= 目的 1 =
以下の辺野古に関する文章と照らし合わせて、次の三つの記述がそれぞれ合っているかどうか答えてください。各記述について「はい」か「いいえ」で答え、判断の根拠となる文章中の語句をそのまま引用すること。
(a) 辺野古米軍基地建設の設計変更を行う場合、知事の承認がなければ工事はできない。
(b) 国と県が訴訟を応酬すれば、問題は短期間で最終決着する。
(c) 翁長雄志氏の公約は、辺野古に基地を造ることである。

● ● ● ● ●

国の主張が押し通される結果を早期にもたらすものになる意味を有すると考えられる。

国と県が訴訟を応酬してゆく場合、問題の最終決着には多大の時間を要する。

さらに、辺野古米軍基地建設の設計変更を行う場合、知事が承認を下さなければ、工事はできない。

和解条項には、

辺野古沿岸部での埋め立て承認取り消しに関して新たな訴訟を提起して判決が確定した場合に、

「政府と県がその判決に従う」

ことを確認してしまっているため、仮に県が訴訟で敗れた場合に、辺野古基地建設を阻止する行動が

「和解に反する」

との批判を招きやすくなることが予想される。

沖縄県の翁長雄志氏の公約は、

「辺野古に基地を造らせない」である。

● ● ● ● ●

= 目的 2 =
下の記録を絞り込み、文字列「sleeve」を含む行をすべてそのまま書き出す。

● ● ● ● ●

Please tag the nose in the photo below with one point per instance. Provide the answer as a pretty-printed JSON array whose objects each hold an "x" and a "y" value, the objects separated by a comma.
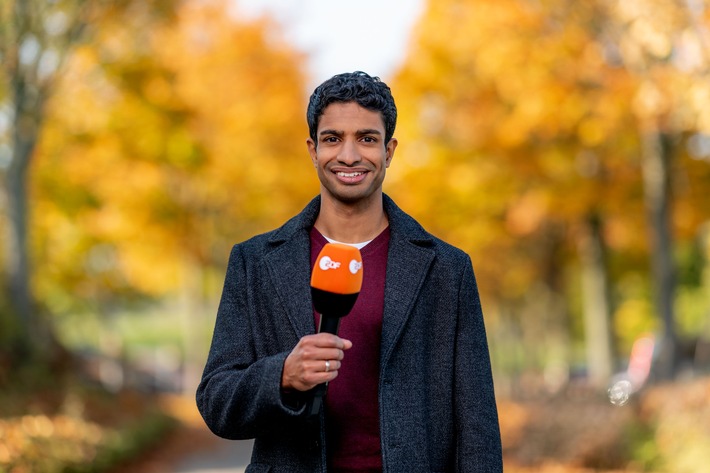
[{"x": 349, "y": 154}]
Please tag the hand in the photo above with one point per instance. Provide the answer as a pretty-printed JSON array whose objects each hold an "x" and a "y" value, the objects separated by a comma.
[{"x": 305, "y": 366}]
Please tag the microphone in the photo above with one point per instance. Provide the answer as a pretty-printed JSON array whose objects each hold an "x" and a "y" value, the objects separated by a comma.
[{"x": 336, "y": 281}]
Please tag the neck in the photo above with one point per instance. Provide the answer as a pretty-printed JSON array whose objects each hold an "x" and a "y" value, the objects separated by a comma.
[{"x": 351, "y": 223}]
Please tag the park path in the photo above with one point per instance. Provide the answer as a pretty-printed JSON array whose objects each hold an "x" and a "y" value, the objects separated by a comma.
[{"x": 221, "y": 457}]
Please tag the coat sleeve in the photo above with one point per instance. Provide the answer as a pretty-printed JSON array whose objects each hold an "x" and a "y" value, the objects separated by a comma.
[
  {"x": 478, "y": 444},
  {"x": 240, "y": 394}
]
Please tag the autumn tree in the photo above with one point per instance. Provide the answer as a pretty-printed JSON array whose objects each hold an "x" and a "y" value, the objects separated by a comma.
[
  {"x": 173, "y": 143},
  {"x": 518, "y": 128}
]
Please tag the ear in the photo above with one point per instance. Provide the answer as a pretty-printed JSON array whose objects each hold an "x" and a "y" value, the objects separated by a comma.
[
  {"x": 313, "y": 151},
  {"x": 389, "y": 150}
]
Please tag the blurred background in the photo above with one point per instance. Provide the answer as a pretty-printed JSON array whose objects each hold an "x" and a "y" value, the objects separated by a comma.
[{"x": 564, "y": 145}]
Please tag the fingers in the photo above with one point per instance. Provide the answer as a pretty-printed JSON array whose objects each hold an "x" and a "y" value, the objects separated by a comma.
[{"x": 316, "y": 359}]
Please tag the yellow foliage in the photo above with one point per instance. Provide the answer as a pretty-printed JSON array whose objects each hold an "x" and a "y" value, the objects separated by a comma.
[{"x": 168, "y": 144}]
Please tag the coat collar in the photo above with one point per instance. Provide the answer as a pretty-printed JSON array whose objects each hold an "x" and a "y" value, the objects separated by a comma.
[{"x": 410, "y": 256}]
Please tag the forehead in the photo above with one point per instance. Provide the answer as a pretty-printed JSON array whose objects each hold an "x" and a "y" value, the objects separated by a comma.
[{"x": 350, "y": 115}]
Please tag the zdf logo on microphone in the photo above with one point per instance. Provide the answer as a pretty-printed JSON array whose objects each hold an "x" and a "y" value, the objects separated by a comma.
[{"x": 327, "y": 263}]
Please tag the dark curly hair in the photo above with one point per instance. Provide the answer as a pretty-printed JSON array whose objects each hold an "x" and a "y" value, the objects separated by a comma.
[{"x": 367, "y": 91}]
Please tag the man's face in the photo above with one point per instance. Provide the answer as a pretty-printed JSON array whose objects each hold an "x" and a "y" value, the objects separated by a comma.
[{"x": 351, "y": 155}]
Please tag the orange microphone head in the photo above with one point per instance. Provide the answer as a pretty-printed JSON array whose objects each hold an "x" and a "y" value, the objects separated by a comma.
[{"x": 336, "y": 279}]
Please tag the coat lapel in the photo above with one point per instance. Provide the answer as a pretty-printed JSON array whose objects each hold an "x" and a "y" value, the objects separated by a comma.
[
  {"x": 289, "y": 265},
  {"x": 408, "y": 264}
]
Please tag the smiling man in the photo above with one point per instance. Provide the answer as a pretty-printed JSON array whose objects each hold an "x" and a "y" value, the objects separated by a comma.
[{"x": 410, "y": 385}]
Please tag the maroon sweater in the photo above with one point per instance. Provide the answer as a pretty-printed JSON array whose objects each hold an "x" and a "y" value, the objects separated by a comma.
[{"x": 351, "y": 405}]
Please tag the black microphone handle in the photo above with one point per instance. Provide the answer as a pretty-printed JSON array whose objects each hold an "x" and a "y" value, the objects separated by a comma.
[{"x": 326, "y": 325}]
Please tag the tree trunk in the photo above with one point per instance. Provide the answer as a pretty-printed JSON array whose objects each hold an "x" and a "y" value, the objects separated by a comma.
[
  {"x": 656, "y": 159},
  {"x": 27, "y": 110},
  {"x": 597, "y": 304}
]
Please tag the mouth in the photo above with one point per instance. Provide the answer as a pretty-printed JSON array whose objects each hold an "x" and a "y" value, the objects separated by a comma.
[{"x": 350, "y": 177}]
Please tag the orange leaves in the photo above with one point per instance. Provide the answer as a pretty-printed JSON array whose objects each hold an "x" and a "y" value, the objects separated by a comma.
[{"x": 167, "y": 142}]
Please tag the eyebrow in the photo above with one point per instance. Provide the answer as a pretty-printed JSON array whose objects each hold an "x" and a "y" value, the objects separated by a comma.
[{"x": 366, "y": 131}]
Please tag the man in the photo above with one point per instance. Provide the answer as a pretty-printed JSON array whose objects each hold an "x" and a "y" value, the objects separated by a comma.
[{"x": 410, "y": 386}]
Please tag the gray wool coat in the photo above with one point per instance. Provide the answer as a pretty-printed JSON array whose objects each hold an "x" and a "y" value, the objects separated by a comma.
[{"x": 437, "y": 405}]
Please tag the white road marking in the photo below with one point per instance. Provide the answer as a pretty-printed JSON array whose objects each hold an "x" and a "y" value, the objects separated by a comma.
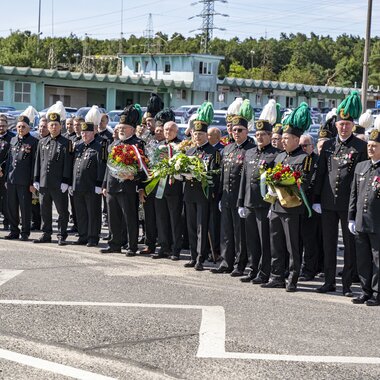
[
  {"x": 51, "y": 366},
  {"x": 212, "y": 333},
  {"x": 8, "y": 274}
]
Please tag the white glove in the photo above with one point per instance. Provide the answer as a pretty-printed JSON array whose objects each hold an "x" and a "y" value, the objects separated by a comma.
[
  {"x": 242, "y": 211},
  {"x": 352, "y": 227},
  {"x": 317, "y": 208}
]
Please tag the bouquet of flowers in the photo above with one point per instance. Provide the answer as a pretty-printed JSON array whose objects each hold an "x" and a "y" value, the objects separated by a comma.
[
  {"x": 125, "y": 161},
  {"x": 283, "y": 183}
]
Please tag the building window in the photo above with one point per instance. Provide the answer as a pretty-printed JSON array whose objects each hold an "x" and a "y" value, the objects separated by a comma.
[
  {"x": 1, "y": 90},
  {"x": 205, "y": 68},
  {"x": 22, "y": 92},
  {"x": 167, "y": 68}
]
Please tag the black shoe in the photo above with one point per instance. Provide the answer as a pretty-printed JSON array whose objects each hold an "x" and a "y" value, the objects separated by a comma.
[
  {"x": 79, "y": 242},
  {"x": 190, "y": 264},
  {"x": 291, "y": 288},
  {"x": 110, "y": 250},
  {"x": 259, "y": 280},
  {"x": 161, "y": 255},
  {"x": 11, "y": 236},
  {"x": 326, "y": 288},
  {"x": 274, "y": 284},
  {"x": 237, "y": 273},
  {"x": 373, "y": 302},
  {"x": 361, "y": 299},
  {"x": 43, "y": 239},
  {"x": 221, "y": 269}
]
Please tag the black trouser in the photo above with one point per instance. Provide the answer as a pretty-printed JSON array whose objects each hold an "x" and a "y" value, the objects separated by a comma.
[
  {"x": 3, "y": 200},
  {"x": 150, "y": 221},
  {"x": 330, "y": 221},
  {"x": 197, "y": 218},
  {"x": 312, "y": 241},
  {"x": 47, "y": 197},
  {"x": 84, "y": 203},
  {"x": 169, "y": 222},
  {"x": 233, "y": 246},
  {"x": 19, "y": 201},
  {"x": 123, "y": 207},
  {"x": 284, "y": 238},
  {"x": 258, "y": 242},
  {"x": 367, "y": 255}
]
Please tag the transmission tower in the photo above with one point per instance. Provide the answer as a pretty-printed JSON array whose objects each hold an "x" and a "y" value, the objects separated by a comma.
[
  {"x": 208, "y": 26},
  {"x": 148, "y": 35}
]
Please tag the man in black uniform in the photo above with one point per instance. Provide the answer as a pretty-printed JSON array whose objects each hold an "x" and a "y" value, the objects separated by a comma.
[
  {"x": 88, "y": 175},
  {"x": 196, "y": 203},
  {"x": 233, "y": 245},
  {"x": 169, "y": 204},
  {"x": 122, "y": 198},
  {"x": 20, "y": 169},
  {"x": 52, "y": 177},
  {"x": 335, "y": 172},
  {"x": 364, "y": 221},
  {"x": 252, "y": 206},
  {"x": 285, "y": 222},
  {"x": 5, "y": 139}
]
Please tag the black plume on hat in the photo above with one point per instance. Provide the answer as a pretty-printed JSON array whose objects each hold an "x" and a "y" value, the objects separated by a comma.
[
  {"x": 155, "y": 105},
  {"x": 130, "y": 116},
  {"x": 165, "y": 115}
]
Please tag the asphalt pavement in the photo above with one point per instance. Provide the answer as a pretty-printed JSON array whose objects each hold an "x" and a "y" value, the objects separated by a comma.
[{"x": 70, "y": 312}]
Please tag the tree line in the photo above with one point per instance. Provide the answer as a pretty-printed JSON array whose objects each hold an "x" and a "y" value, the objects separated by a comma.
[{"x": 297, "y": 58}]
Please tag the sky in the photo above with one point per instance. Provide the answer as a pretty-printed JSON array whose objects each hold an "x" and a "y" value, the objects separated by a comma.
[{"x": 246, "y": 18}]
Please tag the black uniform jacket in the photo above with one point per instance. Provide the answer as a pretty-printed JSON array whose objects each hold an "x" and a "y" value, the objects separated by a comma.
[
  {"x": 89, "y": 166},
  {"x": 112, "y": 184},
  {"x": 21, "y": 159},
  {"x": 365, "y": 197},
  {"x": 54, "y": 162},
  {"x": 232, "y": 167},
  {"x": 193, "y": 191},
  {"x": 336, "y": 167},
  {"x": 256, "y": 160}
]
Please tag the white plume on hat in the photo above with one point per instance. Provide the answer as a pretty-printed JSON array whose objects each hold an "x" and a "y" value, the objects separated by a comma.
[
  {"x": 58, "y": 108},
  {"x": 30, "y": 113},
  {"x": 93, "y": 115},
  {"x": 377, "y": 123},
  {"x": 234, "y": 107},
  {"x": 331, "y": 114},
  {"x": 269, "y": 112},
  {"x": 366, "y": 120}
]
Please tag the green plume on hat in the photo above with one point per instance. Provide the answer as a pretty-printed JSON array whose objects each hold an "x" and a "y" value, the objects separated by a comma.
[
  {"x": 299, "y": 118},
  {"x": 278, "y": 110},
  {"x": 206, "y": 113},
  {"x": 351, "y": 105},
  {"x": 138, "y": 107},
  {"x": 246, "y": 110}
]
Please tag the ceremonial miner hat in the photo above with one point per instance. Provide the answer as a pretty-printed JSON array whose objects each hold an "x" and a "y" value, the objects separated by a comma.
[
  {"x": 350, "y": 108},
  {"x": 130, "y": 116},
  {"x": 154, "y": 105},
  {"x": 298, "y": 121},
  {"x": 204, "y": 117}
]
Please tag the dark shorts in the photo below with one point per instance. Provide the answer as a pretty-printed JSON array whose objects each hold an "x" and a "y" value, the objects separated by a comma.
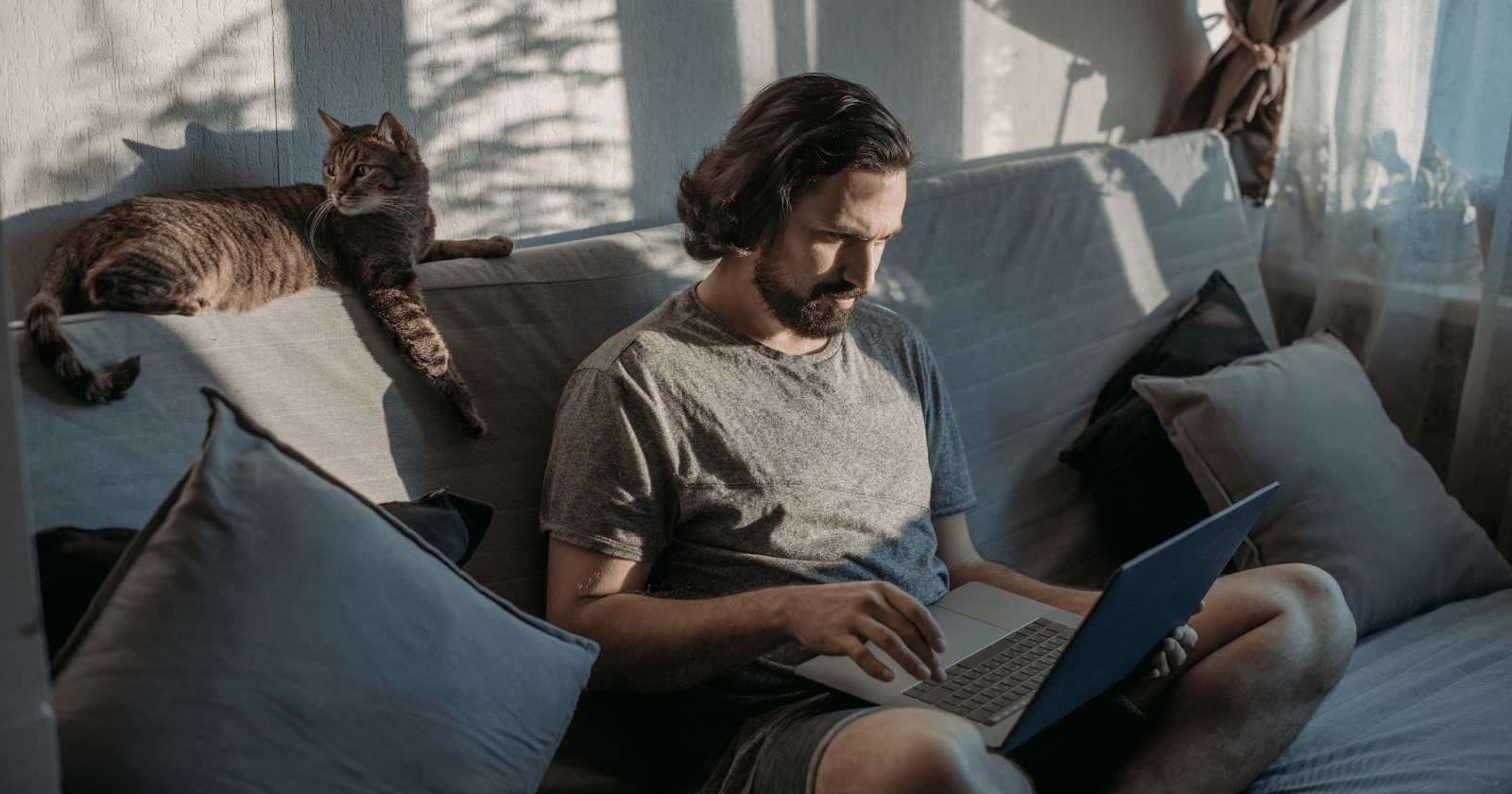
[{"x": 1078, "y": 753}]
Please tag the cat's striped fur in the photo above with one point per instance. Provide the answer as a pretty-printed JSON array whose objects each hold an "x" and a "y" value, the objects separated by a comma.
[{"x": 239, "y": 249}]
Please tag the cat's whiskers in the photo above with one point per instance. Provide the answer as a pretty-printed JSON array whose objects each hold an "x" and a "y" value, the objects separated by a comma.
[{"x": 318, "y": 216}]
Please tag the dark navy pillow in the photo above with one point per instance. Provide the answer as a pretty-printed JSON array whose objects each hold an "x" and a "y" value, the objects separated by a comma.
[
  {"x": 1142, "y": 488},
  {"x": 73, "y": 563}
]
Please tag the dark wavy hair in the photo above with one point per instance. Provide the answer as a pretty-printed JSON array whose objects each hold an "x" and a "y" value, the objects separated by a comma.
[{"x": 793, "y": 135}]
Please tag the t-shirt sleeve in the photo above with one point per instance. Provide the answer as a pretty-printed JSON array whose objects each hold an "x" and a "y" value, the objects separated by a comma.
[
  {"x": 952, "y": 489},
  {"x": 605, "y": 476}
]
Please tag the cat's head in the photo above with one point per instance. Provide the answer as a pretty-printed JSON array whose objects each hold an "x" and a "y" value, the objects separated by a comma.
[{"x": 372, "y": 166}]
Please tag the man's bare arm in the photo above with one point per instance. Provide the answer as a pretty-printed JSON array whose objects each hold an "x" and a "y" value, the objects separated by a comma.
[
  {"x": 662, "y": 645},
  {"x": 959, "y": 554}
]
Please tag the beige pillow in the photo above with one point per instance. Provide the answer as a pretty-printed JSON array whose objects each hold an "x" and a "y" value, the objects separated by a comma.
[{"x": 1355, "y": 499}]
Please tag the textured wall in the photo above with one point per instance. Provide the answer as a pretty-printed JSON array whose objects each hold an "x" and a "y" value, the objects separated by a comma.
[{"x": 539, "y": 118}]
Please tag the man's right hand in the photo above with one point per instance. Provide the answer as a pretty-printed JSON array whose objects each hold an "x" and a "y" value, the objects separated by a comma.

● ● ● ● ●

= 回答 1 =
(a) はい：「知事が承認を下さなければ、工事はできない」
(b) いいえ：「問題の最終決着には多大の時間を要する」
(c) いいえ：「辺野古に基地を造らせない」

= 回答 2 =
Please tag the coat sleeve in the photo above with one point per instance. Provide the answer as a pretty-printed JSON array whose objects each hold an "x" and a "y" value, the objects separated by a comma.
Please tag the t-shirt sleeve in the photo above with one point per instance. Provide the answer as a pretty-printed JSON array whose objects each hold an "x" and a "y" value, the objects separated by a comma.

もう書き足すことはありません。